BEGIN Study material

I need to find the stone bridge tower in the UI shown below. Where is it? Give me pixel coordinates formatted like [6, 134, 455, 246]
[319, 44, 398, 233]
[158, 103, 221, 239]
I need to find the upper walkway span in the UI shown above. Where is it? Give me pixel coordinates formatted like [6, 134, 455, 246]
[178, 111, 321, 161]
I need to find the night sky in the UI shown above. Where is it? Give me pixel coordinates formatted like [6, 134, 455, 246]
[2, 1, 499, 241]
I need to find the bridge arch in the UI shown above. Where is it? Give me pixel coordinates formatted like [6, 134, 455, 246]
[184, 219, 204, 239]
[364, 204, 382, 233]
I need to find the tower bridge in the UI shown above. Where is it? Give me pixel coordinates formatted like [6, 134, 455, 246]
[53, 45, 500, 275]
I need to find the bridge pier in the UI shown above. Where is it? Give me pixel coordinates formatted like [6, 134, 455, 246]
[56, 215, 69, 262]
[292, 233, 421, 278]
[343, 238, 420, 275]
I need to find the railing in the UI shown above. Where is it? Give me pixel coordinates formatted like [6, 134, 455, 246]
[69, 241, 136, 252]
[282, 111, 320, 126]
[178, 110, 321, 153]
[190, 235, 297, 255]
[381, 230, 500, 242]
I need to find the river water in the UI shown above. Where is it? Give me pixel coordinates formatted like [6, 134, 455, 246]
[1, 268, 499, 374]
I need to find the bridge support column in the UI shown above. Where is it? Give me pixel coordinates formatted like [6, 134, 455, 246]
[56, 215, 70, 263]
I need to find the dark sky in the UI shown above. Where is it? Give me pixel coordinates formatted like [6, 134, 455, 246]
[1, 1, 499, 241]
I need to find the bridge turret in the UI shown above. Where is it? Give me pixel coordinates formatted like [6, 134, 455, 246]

END Study material

■ **Work instructions**:
Extract every entry in the listing word for word.

■ **Result of this task**:
I need to find the stone bridge tower in the UI shown below. Where is it? Give me pixel coordinates formatted like [6, 134, 455, 246]
[319, 44, 398, 233]
[158, 103, 221, 239]
I need to find the upper walkway span in the UI shown above. Where is it? Give me pixel coordinates formatted like [6, 134, 455, 246]
[178, 111, 321, 161]
I need to find the night sky in the UI shown above. Where is it? Give me pixel coordinates formatted like [6, 134, 455, 246]
[2, 1, 499, 241]
I need to find the bridge arch in the UI shown above. Where is it? Give me pixel coordinates formatted like [6, 134, 455, 246]
[184, 219, 204, 239]
[364, 204, 382, 233]
I need to find the tower bridge in the UI shown above. Where is it? Give me pixel coordinates formatted like [6, 134, 455, 246]
[53, 45, 500, 275]
I need to find the bridge pier in the UI shown above. Where is it? Give me pixel coordinates formatted like [6, 134, 455, 246]
[56, 215, 69, 262]
[292, 233, 421, 278]
[343, 238, 420, 275]
I need to find the railing in the UI shown above. Where is it? Give me pixel coordinates formatted like [6, 134, 455, 246]
[69, 241, 136, 252]
[282, 111, 320, 126]
[178, 110, 321, 153]
[190, 235, 297, 255]
[381, 230, 500, 242]
I need to find the river water in the UI shown above. Where is it? Give me pixel coordinates formatted like [6, 134, 455, 246]
[1, 268, 499, 374]
I need to find the bridge support column in the UI shown above. Where is it? Give me pixel coordinates formatted like [6, 134, 455, 246]
[56, 215, 70, 263]
I need to find the dark sky in the UI shown above. Where is it? Give me pixel coordinates formatted like [6, 134, 455, 246]
[1, 1, 499, 241]
I need to find the bridge turret in the UI shown above. Where is it? Give me pixel coordinates formatted like [6, 134, 455, 246]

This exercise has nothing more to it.